Data extract section start

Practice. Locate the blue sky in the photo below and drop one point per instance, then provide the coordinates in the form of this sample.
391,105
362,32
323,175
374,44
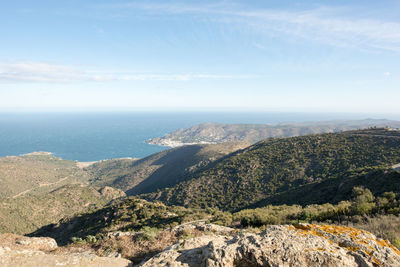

Data extract section end

### What is needed
Your task is to return every entry exactly as it was written, with the pictures removed.

### Result for this task
Practice. Locate the blue sky in the photo below and drop one point per instance, then provide the coordinates in the form of this sample.
391,105
362,32
323,175
374,44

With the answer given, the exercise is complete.